* [Excerpt provided]:
— start —

Potential

Reinventing the Commons

By: NEXT by Ramla - Published: • References: capitalism3 and nextbyramla.blogspot
Garrett Hardin first popularized the tragedy of the commons in 1968. in 2007, Peter Barnes proposes a solution: Capitalism 3.0 - building a "commons sector" to balance the "corporate sector."

THE TRAGEDY OF THE COMMONS
Simply, it means that individuals in a group/ society will be tempted to over-utilize unowned natural resources - the commons - in order to maximize their profit; but their actions will lead to a deterioration of the commons and a cost to the entire group. Wasting water, polluting air, over-grazing pastures, and other such "externalities" are the features of such behavior. Individuals do this because commons have no cost, and little governance.

CAPITALISM 3.0 (via the book's website)
Our current version of capitalism—the corporate, globalized version 2.0—is rapidly squandering our shared inheritances. Now, Peter Barnes offers a solution: protect the commons by giving it property rights and strong institutional managers.

Barnes shows how capitalism—like a computer—is run by an operating system. Our current operating system gives too much power to profit-maximizing corporations that devour our commons and distribute most of their profit to a sliver of the population. And government—which in theory should defend our commons—is all too often a tool of those very corporations.

— end —

* [Data extract]:
— start —

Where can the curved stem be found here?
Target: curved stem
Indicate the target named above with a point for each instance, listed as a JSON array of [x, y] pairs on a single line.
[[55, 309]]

— end —

* [Required work]:
Pick up the article on reinventing the commons after its final sentence and continue it in the same vein. The data above is separate from the article on reinventing the commons and bears no relation to it.

* [Exercise response]:
Barnes proposes a revised operating system—Capitalism 3.0—that protects the commons while preserving the many strengths of capitalism as we know it. His major innovation is the commons trust—a market-based entity with the power to limit use of scarce commons, charge rent, and pay dividends to everyone.

Capitalism 3.0 offers a practical alternative to our current flawed economic system. It points the way to a future in which we can retain capitalism's virtues while mitigating its vices.

SO WHAT DOES IT MEAN?
Congratulations! People are taking action to resolve the issues that have hounded humanity due to out limited perceptions about the results of our actions. It was Garrett, too, who said, "You cannot do only one thing". Capitalism 3.0 proposes an economic model that takes care of the other thing.

Capitalism 3.0 identifies the growing global unrest with capitalism's side-effects ("externalities") and suggests an economic solution. Within 5-7 years, we will be seeing more of this thinking in our economic textbooks. But while universities wait to tag along, here is one resource the common citizen and economist can self-learn from.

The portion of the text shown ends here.